>> Start Extracted records

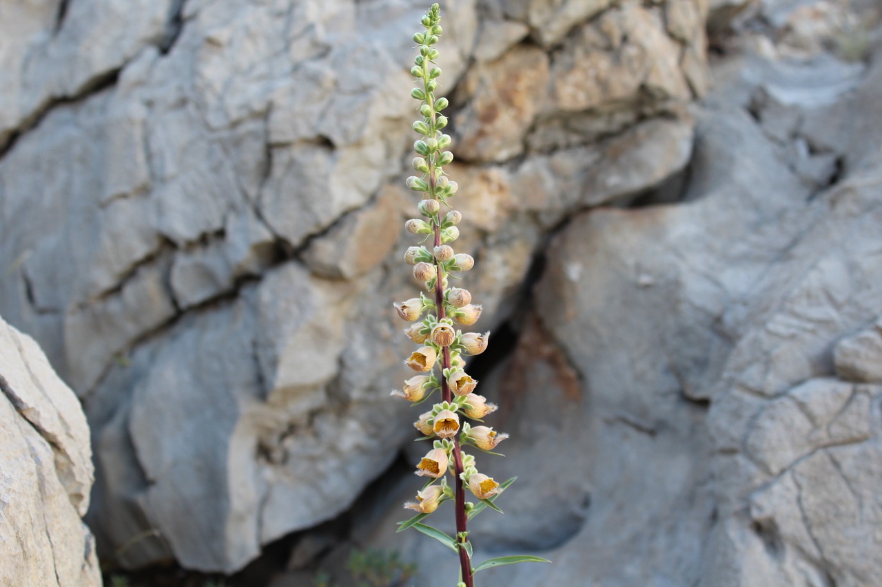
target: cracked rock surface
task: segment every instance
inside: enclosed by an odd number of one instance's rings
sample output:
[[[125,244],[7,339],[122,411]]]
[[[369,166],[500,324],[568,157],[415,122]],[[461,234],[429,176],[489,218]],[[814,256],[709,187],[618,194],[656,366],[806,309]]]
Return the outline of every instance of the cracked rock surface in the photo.
[[[0,584],[101,584],[83,524],[93,467],[86,415],[37,343],[0,319]]]

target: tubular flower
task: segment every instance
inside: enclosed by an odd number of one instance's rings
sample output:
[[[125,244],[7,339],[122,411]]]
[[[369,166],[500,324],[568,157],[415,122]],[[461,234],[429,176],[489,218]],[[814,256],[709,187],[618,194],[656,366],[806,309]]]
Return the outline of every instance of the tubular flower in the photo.
[[[423,436],[431,436],[435,434],[435,429],[432,427],[431,422],[429,421],[431,419],[431,412],[421,413],[420,418],[414,422],[414,427],[422,432]]]
[[[416,465],[416,474],[420,477],[434,477],[437,479],[447,472],[450,459],[444,449],[432,449],[420,460]]]
[[[487,350],[487,342],[490,336],[490,331],[483,334],[467,332],[460,338],[460,342],[462,343],[467,354],[481,354]]]
[[[392,306],[395,307],[398,315],[407,322],[418,320],[422,316],[422,301],[419,298],[411,298],[400,304],[392,304]]]
[[[473,426],[466,437],[482,450],[492,450],[497,444],[508,438],[508,435],[500,435],[486,426]]]
[[[468,478],[468,489],[479,500],[486,500],[499,493],[499,484],[483,473],[473,473]]]
[[[422,330],[422,323],[412,324],[410,328],[404,329],[404,334],[417,345],[422,345],[426,341],[426,335],[420,332]]]
[[[467,289],[453,287],[447,293],[447,301],[454,308],[462,308],[471,303],[472,294]]]
[[[489,413],[497,411],[496,404],[488,404],[487,398],[476,393],[470,393],[466,396],[466,405],[462,412],[473,420],[481,420]]]
[[[456,331],[450,324],[439,322],[432,329],[429,338],[438,346],[450,346],[453,343],[453,338],[456,338]]]
[[[456,313],[456,321],[463,326],[471,326],[481,317],[481,312],[483,308],[483,306],[480,304],[477,306],[466,304]]]
[[[416,493],[416,502],[407,502],[404,507],[421,514],[430,514],[438,509],[443,496],[444,488],[440,485],[430,485]]]
[[[429,375],[414,375],[404,382],[404,387],[401,390],[395,390],[392,394],[404,398],[408,402],[418,402],[426,397],[426,383],[428,383]]]
[[[432,432],[437,435],[438,438],[450,438],[455,436],[460,431],[460,416],[455,412],[450,410],[441,410],[435,415],[435,423],[432,425]]]
[[[475,390],[478,382],[472,379],[465,371],[459,370],[447,377],[447,387],[454,396],[467,396]]]
[[[415,371],[431,371],[435,367],[435,360],[437,354],[431,346],[421,346],[414,351],[410,357],[405,360],[405,364]]]

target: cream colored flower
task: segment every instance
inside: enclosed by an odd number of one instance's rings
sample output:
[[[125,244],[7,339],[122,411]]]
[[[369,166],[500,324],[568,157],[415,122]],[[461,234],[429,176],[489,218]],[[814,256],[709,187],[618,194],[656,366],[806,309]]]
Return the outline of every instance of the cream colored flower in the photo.
[[[425,384],[429,383],[429,375],[414,375],[404,382],[401,390],[395,390],[393,396],[404,398],[408,402],[418,402],[426,397]]]
[[[462,408],[463,413],[469,418],[481,420],[489,413],[497,411],[496,404],[488,404],[487,398],[476,393],[470,393],[466,396],[467,403]]]
[[[490,336],[490,331],[483,334],[467,332],[460,337],[460,342],[465,347],[467,354],[481,354],[487,350],[487,343]]]
[[[432,329],[429,338],[439,346],[450,346],[456,338],[456,331],[450,324],[440,322]]]
[[[398,315],[407,322],[418,320],[422,316],[422,301],[419,298],[405,300],[401,303],[395,303],[392,306],[395,307]]]
[[[432,426],[432,432],[437,435],[438,438],[455,436],[459,431],[460,416],[455,412],[441,410],[435,415],[435,424]]]
[[[429,421],[431,419],[431,412],[421,413],[419,419],[414,422],[414,427],[422,432],[423,436],[431,436],[435,434],[435,430],[432,428],[432,425]]]
[[[435,360],[437,354],[431,346],[421,346],[414,351],[410,357],[405,360],[405,364],[415,371],[431,371],[435,367]]]
[[[499,493],[499,484],[483,473],[474,473],[468,478],[468,489],[479,500],[486,500]]]
[[[417,281],[425,283],[432,278],[437,277],[437,270],[435,269],[435,265],[421,261],[414,265],[414,277]]]
[[[454,371],[447,377],[447,387],[454,396],[467,396],[477,384],[478,382],[462,370]]]
[[[468,431],[467,438],[482,450],[492,450],[497,444],[508,438],[506,434],[498,434],[493,428],[487,426],[473,426]]]
[[[447,472],[450,460],[444,449],[432,449],[416,465],[416,474],[421,477],[441,477]]]
[[[457,311],[456,321],[463,326],[471,326],[481,317],[483,309],[484,307],[481,305],[466,304]]]
[[[416,502],[407,502],[404,507],[421,514],[430,514],[438,509],[443,496],[444,489],[440,485],[430,485],[416,493]]]
[[[413,340],[417,345],[422,345],[426,342],[426,335],[420,332],[422,330],[422,323],[419,322],[415,324],[412,324],[410,328],[406,328],[404,330],[405,335]]]

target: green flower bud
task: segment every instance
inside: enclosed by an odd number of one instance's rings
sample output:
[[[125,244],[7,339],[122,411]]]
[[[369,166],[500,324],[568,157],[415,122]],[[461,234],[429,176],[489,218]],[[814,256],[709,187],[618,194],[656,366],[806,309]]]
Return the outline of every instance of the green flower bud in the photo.
[[[419,209],[421,214],[430,217],[438,213],[441,204],[437,203],[437,200],[422,200],[416,207]]]
[[[410,177],[408,177],[407,183],[407,187],[413,189],[414,191],[429,190],[429,184],[426,183],[423,180],[421,180],[416,175],[411,175]]]
[[[457,225],[462,221],[462,212],[459,210],[451,210],[447,212],[447,215],[444,217],[444,224],[447,225]]]

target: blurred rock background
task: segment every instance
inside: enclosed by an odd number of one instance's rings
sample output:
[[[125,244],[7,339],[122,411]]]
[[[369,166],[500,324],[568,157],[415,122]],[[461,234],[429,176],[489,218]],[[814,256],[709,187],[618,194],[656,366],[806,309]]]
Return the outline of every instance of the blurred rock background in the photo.
[[[426,6],[0,5],[0,315],[83,404],[106,568],[455,576],[393,524]],[[476,556],[555,561],[494,584],[878,584],[878,4],[442,11],[482,463],[519,476]]]

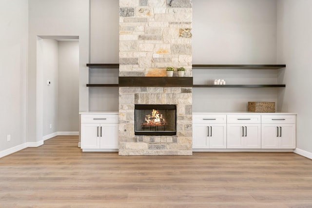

>> End Extracted records

→ Goal of the exercise: Please turn the stretch from the line containing "target: green flower bud" through the end of the records into a Markdown table with the columns Number and Line, one row per line, with blank lines and pictures omitted.

→ Exercise answer:
| Number | Line |
|---|---|
| 1 | target: green flower bud |
| 2 | task: segment every instance |
| 3 | inside: enclosed by an odd number of one instance's rings |
| 4 | sample output: |
| 5 | [[[125,244],[7,339],[122,411]]] |
| 6 | [[[369,166],[500,324],[568,157],[415,122]],[[461,234],[429,176],[489,218]],[[814,256],[709,187],[618,194],[656,366],[806,309]]] |
| 7 | Return the outline of every instance of the green flower bud in the photo. |
| 8 | [[[419,209],[421,214],[430,217],[438,213],[441,204],[437,203],[437,200],[422,200],[416,207]]] |
| 9 | [[[410,177],[408,177],[407,183],[407,187],[413,189],[414,191],[429,190],[429,184],[426,183],[423,180],[421,180],[416,175],[411,175]]] |
| 10 | [[[457,225],[462,221],[462,212],[459,210],[451,210],[447,212],[447,215],[444,217],[444,224],[447,225]]] |
| 11 | target: blurred rock background |
| 12 | task: segment every instance |
| 13 | inside: enclosed by an odd number of one instance's rings |
| 14 | sample output: |
| 15 | [[[125,244],[7,339],[122,411]]] |
| 16 | [[[369,166],[500,324],[568,157],[415,122]],[[461,234],[429,176],[489,218]],[[814,256],[709,187],[618,194],[656,366],[806,309]]] |
| 17 | Return the outline of every instance of the blurred rock background in the photo. |
| 18 | [[[426,6],[0,5],[0,315],[83,404],[106,568],[455,576],[393,524]],[[476,556],[555,561],[494,584],[878,584],[878,4],[442,11],[482,463],[519,476]]] |